* _What the exercise asks_
Once you have read the listing, print all of it word for word.
==========
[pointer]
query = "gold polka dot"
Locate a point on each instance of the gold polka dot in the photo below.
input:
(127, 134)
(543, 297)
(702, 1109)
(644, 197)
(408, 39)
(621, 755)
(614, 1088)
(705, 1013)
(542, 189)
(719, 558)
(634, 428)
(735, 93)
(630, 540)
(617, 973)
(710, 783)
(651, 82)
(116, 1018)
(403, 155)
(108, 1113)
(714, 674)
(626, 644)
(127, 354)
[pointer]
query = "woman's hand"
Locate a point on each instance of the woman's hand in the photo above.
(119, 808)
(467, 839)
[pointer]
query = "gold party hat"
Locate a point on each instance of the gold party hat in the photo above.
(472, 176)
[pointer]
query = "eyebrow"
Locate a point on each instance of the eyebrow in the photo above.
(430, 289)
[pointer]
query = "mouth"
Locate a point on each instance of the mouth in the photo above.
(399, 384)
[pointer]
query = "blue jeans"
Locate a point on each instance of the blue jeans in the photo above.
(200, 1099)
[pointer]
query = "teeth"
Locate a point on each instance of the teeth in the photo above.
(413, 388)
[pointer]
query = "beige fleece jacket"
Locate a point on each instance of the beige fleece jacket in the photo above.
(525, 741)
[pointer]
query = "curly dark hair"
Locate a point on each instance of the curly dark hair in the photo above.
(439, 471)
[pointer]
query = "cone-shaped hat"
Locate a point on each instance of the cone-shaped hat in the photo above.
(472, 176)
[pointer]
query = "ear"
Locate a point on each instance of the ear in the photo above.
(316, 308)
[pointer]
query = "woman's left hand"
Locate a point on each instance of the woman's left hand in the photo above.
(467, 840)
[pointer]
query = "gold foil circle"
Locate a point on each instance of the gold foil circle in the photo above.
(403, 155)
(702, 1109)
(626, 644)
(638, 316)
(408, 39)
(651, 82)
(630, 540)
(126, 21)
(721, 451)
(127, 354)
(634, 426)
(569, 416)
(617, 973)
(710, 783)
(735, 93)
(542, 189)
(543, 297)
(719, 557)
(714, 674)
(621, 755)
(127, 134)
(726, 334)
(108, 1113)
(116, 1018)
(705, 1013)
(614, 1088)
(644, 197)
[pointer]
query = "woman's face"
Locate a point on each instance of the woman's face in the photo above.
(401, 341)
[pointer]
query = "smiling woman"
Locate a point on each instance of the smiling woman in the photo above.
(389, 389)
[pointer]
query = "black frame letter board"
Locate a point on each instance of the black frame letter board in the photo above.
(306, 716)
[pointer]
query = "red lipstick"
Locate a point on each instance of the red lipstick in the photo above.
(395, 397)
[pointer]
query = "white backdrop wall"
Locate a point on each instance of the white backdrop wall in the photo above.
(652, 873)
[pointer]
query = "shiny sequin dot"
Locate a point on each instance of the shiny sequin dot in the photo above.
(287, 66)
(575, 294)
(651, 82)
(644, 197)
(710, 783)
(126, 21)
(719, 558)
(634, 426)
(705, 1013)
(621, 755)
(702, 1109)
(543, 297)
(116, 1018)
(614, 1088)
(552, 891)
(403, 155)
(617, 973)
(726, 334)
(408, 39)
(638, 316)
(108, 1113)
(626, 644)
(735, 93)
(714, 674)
==========
* _Result for this task_
[pointer]
query = "gold polka dot"
Locate a point on each instance of the gold polka dot in the photo below.
input:
(127, 134)
(543, 297)
(702, 1109)
(644, 197)
(408, 39)
(621, 755)
(614, 1088)
(705, 1013)
(542, 189)
(719, 558)
(634, 428)
(735, 93)
(630, 540)
(617, 973)
(710, 783)
(651, 82)
(116, 1018)
(403, 155)
(108, 1113)
(714, 674)
(626, 644)
(127, 354)
[pointer]
query = "woman's hand"
Locate a point on each instance of the woman's hand in the photo above.
(119, 808)
(467, 839)
[pointer]
query = "gold party hat"
Locate a point on each instance of the gold party hat in the photo above.
(472, 176)
[pointer]
query = "eyebrow"
Locate a point on each instance of the eyebrow in the photo above.
(430, 289)
[pointer]
query = "mouth"
Locate a point on each instance of the mouth in the photo above.
(399, 384)
[pointer]
query = "blue jeans"
Locate a point on each instance of the blue jeans in the photo above.
(200, 1099)
[pointer]
query = "teeth"
Locate a point on each instance of the teeth in the photo above.
(413, 388)
[pointer]
query = "beige fleece jacket"
Locate a point on each instance of the beige fleece jacket in the photo above.
(525, 741)
[pointer]
query = "curly dark hair"
Locate a point on each instance of the curly dark hair in the photo above.
(439, 471)
[pointer]
query = "cone-shaped hat"
Locate a point on each instance of the cone-shaped hat in the photo above.
(472, 176)
[pointer]
query = "ear"
Locate a point on each instance of the ear in the photo above.
(316, 308)
[pointer]
query = "woman's left hand"
Locate a point on each instance of the woman's left hand in the photo above.
(467, 840)
[pointer]
query = "gold foil circle"
Locate a point on each instance of the gold foil circle in the photo above.
(403, 155)
(702, 1109)
(626, 644)
(638, 316)
(408, 39)
(651, 82)
(630, 540)
(126, 21)
(721, 451)
(127, 354)
(634, 426)
(569, 416)
(617, 973)
(710, 783)
(735, 93)
(542, 189)
(543, 297)
(719, 557)
(714, 674)
(621, 755)
(127, 134)
(726, 334)
(108, 1113)
(116, 1018)
(705, 1013)
(614, 1088)
(644, 197)
[pointer]
query = "woman's face"
Locate a point on each instance of the woman's face in the photo above.
(401, 341)
[pointer]
query = "smiling woman"
Locate a point on each instance of the smiling woman in the photo above.
(389, 389)
[pointer]
query = "black frame letter board"
Locate a point on each instance of the black frame letter board in the photo above.
(306, 716)
[pointer]
query = "red lipstick"
Locate a point on each instance of the red lipstick in the photo above.
(395, 397)
[pointer]
query = "white backdrop wall"
Locate a point on each instance of the white backdrop wall in the photo above.
(652, 873)
[pointer]
query = "shiny sequin dot"
Locate a point on each instance of the shiny sequin dot in the photo above.
(287, 66)
(575, 294)
(651, 82)
(644, 197)
(710, 783)
(126, 21)
(719, 558)
(634, 426)
(705, 1013)
(621, 755)
(702, 1109)
(543, 297)
(116, 1018)
(614, 1088)
(552, 891)
(403, 155)
(617, 973)
(726, 334)
(408, 39)
(638, 316)
(108, 1113)
(626, 644)
(735, 93)
(714, 674)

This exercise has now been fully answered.